RECORDS SHOWN:
start

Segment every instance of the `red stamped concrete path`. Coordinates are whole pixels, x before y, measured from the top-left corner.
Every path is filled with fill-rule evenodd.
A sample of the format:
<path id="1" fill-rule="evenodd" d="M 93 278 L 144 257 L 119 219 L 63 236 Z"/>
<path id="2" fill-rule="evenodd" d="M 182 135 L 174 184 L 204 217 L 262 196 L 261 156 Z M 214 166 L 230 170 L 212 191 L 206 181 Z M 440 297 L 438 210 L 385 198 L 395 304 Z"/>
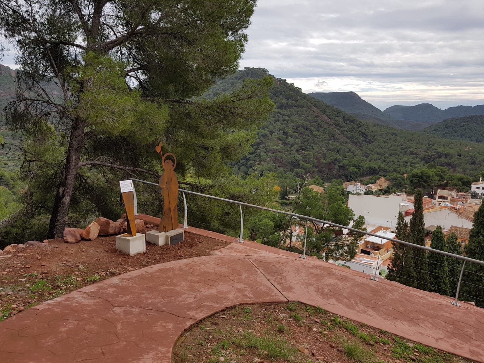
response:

end

WHAT NEEDS TO BE DONE: Rewrite the records above with "red stamped concrete path" replaced by "gray cobblestone walkway" and everything else unchanged, leaving the pictures out.

IN RESPONSE:
Segment every instance of the `gray cobblestone walkway`. Coordinates are whole pixels, x before y, measured from the top-left corner.
Every path is filled with fill-rule evenodd.
A sample of the format:
<path id="1" fill-rule="evenodd" d="M 93 278 L 144 257 L 119 219 L 63 236 Z"/>
<path id="2" fill-rule="evenodd" d="M 182 135 L 174 184 L 204 217 L 262 196 L 261 156 Z M 214 166 L 230 170 L 212 191 L 206 181 Z M 440 297 L 438 210 L 385 198 L 395 304 Z"/>
response:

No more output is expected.